___ Record set

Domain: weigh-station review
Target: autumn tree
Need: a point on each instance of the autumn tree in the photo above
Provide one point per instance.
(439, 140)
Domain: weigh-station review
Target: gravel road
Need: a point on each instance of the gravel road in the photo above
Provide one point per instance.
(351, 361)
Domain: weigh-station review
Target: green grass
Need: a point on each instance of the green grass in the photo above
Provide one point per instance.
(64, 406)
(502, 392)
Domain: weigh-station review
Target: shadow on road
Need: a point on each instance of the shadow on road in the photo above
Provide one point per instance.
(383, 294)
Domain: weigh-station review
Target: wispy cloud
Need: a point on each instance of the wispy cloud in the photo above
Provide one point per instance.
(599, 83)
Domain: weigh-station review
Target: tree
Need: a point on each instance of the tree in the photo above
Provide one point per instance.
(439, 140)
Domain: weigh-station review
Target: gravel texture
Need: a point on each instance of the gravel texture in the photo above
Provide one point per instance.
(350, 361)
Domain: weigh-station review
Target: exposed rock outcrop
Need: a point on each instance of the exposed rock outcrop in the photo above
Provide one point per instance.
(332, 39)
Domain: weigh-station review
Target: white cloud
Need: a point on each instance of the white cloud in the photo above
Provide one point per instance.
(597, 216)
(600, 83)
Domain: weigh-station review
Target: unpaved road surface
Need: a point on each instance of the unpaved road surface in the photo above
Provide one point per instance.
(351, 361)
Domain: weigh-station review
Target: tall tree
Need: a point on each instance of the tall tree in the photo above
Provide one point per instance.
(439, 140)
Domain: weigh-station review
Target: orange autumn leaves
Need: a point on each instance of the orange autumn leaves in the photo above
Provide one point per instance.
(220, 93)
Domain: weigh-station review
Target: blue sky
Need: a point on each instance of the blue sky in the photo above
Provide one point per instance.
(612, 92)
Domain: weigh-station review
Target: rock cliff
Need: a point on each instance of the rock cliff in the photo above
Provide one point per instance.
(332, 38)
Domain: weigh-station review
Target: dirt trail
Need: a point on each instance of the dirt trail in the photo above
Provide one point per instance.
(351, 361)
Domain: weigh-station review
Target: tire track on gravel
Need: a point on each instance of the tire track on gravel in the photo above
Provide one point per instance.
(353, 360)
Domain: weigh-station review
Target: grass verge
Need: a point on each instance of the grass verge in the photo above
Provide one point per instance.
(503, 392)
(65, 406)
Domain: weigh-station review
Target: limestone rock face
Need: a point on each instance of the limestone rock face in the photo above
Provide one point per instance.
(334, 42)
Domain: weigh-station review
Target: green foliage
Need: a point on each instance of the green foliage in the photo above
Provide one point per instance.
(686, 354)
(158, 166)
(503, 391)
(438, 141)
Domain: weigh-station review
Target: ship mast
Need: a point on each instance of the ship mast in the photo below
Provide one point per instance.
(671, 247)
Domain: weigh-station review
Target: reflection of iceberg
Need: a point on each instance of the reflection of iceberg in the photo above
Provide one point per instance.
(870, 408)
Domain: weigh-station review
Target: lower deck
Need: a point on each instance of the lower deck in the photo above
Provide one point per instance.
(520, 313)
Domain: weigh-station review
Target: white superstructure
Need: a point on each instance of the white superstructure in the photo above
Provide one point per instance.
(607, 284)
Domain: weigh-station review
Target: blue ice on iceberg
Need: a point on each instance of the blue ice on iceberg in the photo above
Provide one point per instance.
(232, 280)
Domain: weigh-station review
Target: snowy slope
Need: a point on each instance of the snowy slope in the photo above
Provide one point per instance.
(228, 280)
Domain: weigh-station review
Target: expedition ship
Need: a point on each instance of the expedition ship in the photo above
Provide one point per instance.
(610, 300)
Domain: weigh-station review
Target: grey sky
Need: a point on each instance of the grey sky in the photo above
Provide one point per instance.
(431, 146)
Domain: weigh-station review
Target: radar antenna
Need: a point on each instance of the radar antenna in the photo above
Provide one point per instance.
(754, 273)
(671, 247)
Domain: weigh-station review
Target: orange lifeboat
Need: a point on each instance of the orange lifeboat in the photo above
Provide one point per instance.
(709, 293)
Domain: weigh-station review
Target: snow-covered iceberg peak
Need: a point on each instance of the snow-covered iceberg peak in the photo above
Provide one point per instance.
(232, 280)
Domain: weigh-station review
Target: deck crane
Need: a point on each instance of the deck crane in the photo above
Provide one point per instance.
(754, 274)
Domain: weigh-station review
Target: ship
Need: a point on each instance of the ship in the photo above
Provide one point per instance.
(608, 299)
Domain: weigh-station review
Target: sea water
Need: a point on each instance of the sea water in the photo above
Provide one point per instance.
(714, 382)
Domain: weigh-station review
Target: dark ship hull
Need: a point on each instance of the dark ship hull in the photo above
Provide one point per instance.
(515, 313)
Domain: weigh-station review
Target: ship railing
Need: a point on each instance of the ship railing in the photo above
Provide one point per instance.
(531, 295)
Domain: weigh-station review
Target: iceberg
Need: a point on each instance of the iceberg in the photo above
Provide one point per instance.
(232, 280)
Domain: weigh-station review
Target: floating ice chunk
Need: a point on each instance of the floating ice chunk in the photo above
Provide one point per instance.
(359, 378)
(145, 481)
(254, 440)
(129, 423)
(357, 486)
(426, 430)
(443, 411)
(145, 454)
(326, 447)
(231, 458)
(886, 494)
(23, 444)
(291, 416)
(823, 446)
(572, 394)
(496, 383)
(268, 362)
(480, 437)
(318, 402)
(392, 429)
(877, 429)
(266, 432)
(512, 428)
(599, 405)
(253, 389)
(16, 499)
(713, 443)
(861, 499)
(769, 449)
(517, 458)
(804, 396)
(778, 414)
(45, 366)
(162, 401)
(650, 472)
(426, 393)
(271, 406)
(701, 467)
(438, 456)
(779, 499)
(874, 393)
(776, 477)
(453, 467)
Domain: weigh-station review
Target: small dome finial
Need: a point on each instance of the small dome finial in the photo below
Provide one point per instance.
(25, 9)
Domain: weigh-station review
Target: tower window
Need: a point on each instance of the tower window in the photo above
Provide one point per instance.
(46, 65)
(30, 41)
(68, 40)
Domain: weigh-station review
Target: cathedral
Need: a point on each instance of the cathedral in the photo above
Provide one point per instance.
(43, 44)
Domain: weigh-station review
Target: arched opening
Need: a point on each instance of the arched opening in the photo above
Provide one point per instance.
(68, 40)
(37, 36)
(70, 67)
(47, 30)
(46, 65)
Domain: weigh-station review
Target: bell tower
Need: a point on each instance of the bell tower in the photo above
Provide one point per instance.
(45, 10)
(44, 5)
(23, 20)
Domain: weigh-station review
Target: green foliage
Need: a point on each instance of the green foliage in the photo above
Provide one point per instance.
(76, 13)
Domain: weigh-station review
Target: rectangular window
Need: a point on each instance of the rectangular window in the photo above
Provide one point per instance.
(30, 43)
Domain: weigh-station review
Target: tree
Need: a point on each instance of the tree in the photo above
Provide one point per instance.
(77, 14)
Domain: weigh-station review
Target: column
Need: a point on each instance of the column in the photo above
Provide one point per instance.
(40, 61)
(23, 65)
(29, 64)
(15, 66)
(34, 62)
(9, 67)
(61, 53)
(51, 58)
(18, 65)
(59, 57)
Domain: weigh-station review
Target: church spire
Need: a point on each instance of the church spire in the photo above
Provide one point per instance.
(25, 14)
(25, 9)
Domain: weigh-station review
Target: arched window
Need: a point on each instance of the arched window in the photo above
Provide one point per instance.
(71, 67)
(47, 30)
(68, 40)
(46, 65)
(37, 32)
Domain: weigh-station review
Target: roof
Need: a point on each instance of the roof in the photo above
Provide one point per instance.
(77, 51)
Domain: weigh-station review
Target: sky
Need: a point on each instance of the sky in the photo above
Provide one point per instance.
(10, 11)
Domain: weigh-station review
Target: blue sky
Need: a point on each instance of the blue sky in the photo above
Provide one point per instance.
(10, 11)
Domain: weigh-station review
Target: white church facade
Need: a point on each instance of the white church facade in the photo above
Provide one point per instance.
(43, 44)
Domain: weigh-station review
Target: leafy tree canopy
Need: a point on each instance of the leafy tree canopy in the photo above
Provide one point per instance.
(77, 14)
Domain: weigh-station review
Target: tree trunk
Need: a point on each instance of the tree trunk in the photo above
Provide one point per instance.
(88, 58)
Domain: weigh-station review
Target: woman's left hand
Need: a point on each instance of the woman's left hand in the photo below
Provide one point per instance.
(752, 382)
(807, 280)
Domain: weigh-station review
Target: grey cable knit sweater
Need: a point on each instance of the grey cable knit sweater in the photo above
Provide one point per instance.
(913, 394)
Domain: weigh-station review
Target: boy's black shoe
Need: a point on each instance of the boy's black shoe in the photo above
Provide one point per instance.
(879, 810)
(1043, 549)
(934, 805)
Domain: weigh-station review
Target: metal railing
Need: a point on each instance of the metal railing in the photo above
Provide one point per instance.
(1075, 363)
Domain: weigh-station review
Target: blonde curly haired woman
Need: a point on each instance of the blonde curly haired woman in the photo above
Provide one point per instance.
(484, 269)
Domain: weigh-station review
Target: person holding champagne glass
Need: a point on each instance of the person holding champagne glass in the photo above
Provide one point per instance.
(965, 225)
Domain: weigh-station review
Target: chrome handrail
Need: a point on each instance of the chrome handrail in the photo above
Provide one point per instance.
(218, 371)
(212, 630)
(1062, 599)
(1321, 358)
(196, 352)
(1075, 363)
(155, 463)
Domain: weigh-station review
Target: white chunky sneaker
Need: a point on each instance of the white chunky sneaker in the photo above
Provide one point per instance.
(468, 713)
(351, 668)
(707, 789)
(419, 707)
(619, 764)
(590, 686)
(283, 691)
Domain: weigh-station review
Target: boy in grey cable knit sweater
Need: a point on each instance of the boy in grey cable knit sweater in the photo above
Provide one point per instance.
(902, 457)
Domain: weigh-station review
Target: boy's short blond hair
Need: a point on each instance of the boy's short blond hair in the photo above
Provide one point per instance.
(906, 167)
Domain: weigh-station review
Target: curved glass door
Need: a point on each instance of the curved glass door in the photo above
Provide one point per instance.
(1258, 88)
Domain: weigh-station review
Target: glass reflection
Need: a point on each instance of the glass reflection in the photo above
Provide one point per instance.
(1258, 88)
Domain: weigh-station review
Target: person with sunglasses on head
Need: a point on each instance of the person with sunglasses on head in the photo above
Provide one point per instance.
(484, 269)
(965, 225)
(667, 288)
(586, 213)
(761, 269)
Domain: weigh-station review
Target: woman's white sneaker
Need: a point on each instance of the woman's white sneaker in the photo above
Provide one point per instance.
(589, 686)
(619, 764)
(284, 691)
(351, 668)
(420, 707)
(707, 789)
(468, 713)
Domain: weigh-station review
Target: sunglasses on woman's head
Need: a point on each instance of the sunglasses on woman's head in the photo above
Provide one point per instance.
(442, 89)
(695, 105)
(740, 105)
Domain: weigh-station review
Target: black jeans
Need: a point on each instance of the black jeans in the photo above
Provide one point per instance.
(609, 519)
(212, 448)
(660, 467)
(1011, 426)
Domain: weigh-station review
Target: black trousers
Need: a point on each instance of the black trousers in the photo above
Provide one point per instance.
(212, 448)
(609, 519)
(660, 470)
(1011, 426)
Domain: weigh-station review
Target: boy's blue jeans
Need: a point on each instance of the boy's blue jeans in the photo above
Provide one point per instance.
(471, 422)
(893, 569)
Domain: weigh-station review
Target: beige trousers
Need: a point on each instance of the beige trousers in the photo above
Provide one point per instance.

______

*Directions:*
Gather every line in the listing above that contains the string "superstructure". Treat uppercase and lowercase letters as different when matching.

*Result:*
Target: white superstructure
Need: a point on each instance of the white superstructure in the photo above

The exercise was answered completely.